**PROBLEM STATEMENT:** Locate every line in the records that contains the string "instance" and copy each one out. Letter case must match.

**PROVIDED RECORDS:**
====================

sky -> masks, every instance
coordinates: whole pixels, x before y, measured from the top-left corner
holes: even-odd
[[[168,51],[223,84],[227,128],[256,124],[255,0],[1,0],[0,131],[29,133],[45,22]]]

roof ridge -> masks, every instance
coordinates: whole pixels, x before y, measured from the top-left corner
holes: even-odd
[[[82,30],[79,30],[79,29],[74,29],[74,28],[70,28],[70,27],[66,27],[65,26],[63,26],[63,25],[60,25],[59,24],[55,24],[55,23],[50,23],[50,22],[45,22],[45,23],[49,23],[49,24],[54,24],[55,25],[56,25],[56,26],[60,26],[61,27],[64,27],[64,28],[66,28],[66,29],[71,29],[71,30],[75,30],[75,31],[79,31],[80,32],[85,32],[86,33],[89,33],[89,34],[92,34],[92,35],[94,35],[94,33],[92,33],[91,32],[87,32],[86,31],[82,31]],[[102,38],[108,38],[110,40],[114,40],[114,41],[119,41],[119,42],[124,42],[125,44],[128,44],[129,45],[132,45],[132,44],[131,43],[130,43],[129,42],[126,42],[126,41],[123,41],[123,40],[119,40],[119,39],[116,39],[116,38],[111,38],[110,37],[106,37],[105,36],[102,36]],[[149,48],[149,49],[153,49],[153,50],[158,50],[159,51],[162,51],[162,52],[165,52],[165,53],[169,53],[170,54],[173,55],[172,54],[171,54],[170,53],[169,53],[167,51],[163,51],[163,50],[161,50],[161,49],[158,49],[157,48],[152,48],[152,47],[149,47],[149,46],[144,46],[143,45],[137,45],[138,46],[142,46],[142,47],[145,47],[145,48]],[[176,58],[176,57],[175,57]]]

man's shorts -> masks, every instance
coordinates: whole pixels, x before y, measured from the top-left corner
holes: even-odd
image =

====================

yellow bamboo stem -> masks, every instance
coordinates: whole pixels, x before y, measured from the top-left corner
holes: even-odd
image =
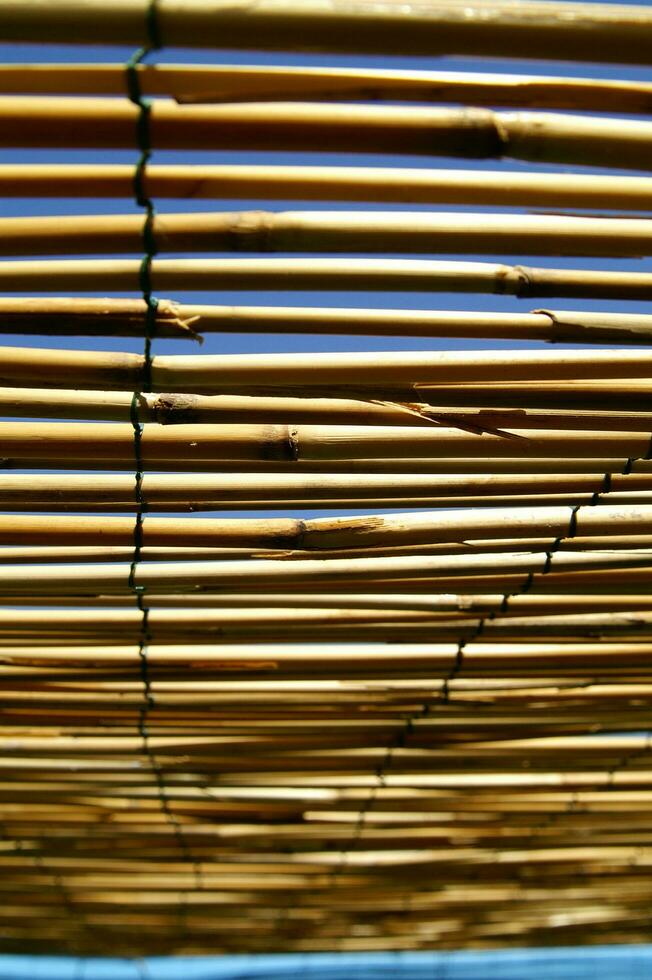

====================

**TASK ANSWER:**
sky -> masks, every instance
roof ridge -> masks, every instance
man's shorts -> masks, every instance
yellow bamboo stem -> masks, every instance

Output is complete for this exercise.